EXERCISE BRIEF: When you write out the listing, keep every character and omit the pictures.

RECORDS SHOWN:
* * *

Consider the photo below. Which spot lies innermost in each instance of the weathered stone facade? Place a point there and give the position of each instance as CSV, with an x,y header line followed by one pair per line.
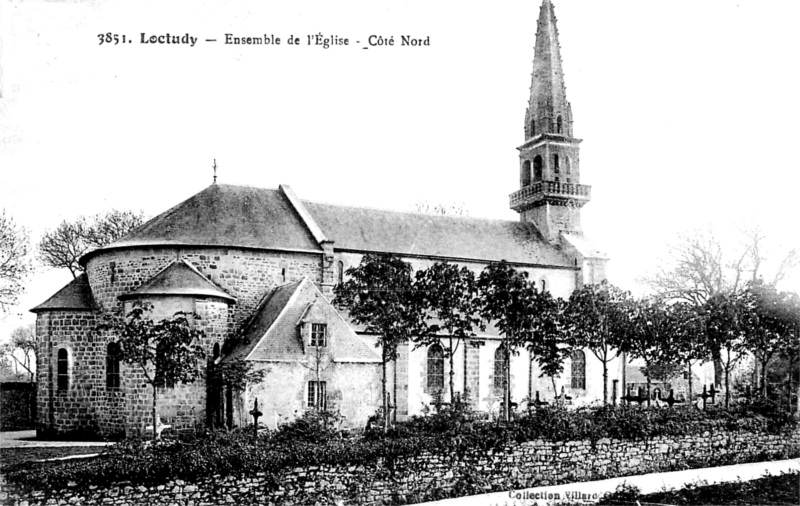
x,y
524,465
240,245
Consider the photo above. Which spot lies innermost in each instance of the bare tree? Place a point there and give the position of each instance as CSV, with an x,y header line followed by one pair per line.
x,y
14,261
700,266
22,349
63,247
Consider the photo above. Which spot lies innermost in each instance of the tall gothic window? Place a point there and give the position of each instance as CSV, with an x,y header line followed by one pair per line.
x,y
112,365
578,369
63,369
500,368
435,367
317,394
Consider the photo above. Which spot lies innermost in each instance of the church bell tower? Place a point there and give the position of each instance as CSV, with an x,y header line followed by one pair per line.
x,y
550,194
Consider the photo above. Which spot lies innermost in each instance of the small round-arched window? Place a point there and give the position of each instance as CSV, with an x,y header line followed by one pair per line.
x,y
113,357
526,173
537,168
62,368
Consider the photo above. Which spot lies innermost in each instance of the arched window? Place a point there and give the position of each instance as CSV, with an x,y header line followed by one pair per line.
x,y
63,369
435,367
112,365
537,168
500,368
578,359
526,173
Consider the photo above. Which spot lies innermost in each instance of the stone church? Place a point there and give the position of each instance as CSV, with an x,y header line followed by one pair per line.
x,y
263,263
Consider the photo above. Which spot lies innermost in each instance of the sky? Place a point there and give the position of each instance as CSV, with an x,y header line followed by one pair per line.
x,y
688,111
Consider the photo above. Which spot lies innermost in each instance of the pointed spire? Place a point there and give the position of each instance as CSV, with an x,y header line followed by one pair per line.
x,y
548,100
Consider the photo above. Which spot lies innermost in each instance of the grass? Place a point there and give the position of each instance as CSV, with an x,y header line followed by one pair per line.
x,y
14,456
783,489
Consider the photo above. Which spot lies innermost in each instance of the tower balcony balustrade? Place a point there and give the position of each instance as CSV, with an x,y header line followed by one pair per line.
x,y
579,194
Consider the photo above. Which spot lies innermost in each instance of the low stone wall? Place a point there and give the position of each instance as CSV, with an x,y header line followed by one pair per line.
x,y
417,478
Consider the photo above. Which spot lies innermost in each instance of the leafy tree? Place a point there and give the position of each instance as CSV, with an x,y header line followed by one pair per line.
x,y
506,297
22,349
165,352
548,338
727,316
597,320
63,247
448,293
380,294
773,325
14,262
649,337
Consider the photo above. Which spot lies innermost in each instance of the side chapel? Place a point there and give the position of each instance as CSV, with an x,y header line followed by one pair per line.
x,y
263,262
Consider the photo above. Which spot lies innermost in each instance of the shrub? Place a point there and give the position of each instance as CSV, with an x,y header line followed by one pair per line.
x,y
315,439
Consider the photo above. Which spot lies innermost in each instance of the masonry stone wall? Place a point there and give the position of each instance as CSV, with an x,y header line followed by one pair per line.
x,y
245,274
524,465
76,407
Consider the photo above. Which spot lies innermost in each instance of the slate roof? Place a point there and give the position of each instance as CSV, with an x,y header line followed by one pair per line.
x,y
178,278
262,320
76,295
373,230
242,216
225,215
272,334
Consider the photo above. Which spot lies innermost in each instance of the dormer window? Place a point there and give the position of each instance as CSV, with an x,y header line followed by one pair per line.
x,y
319,334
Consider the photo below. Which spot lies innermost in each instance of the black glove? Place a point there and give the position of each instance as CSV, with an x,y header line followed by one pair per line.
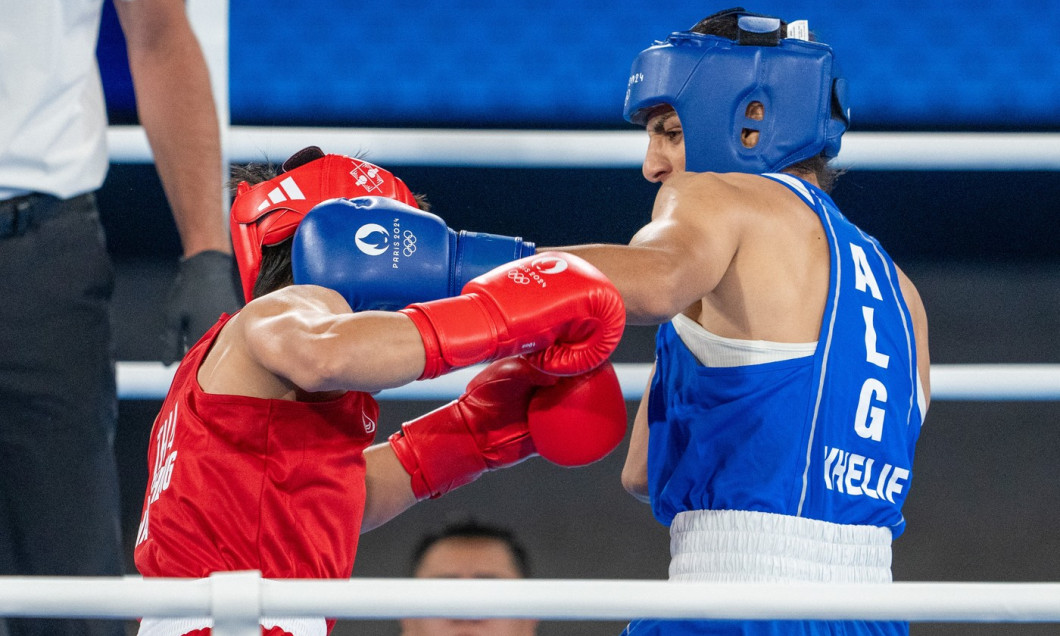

* * *

RESULT OF THIS EXERCISE:
Consider the photo below. Which spot lies innermost in each instance of the weathered stone facade? Place a point there and give the position of each instance as CSV, with an x,y header line followed by one pair per line.
x,y
524,465
240,245
Consider the photo above. Which spot lies innermost in each instance of the bare tree? Place a point there and give the position of each instance as CSV, with an x,y header line followed by one pair per line.
x,y
14,261
700,266
22,349
63,247
Consider the photo above. Which spot lies innermost in each instance of the tall gothic window? Place a point there and give the position of each instance as CSV, with an x,y header line followed by one pair per line.
x,y
112,365
578,369
63,369
500,368
435,367
317,394
Consider the photo above. Which spot lies innermost in each instance of the church bell tower? Place a point there and give the position of each instance as CSV, with an x,y header line followed by one pair per line.
x,y
550,194
Consider the photo above. Which spot lies innermost in each instance of the small round-arched window? Place a point there and give the position of each instance as CSV, with an x,y header line followed by one pair per line.
x,y
113,357
526,173
537,168
62,368
Consider the photo above. Which spot lies innermost in each instance of the arched window? Place a point there and give the position of each instance as CSV, with an x,y header line followed by one pair per line.
x,y
63,369
435,367
112,365
537,168
500,368
578,359
526,173
Consider the photo above. Which spot lies innermost in each instance of the stone church? Place a point there and give the position of each instance as CSV, with an x,y header line followed by one pair per line.
x,y
263,263
Consider the photo above. Which spot lies innermost in each instance of the sky? Place a point there and give the position of each instance as CSV, with an x,y header line followed by one pair per line.
x,y
688,111
Consider the photo above. Which spot lies innermost in each instance of the pointed spire? Place a point there and give the position of each instance as CSV, with an x,y header line followed by one pair per line.
x,y
548,100
Consider the photo above. Which spot lies innermost in each instance of the grass? Place a point there and give the position of each instance as CSV, with an x,y header line followed by one pair per line.
x,y
14,456
783,489
Consider the photo above. Which spot lies innermost in each instance of the tower balcony balustrade? Place a point there and give the position of each instance as CSV, with an x,y header line followed by one pair per line.
x,y
579,194
Consider the photo above. Which spot lies innermost in each instance of the low stone wall? Place a point there and give the position of each instance as CSV, with an x,y header line followed by one pair per line.
x,y
417,478
Consider the photo above. Which spot lies innermost in each instance of the leafy tree? Place a point there and give the position of each instance as CSV, with an x,y header line followed by one pair per line.
x,y
506,297
22,349
165,352
548,338
727,316
597,320
63,247
448,293
380,294
773,325
14,262
649,337
Consider the photo above. Which spot lies innermost in each instance of the side chapel? Place a point there and give the position of each instance as CSV, with an x,y header line followed by one pair per line.
x,y
263,262
Consider the photo above. Which spot lies innermost in each instance of the shrub? Place a point there and give the position of each instance as CSV, with an x,y header line followed by one pair per line.
x,y
315,439
Consider the photo above. Which spot lies innermost in each instance of the masonry stone wall? Place a point there and give the position of each instance as CSV, with an x,y header line followed by one pair per line.
x,y
245,274
524,465
76,407
Consider the photo above. Which spot lies innermost in each instance of the slate roof? Place a point there and give the position of each instance as CSV, with an x,y header line followed by one pair per line.
x,y
178,278
262,320
76,295
373,230
242,216
225,215
272,334
Consider the photo above. Which spot lies innermost in each instance of the dormer window? Place a point there and give the position of each instance as CSV, with an x,y header line followed by one pair per line.
x,y
319,334
Consider the photo below. Which spot lies innermost in each instance of the black glove? Place a point there and give the position of each instance as CSV, with an x,y header line followed by one pair per line.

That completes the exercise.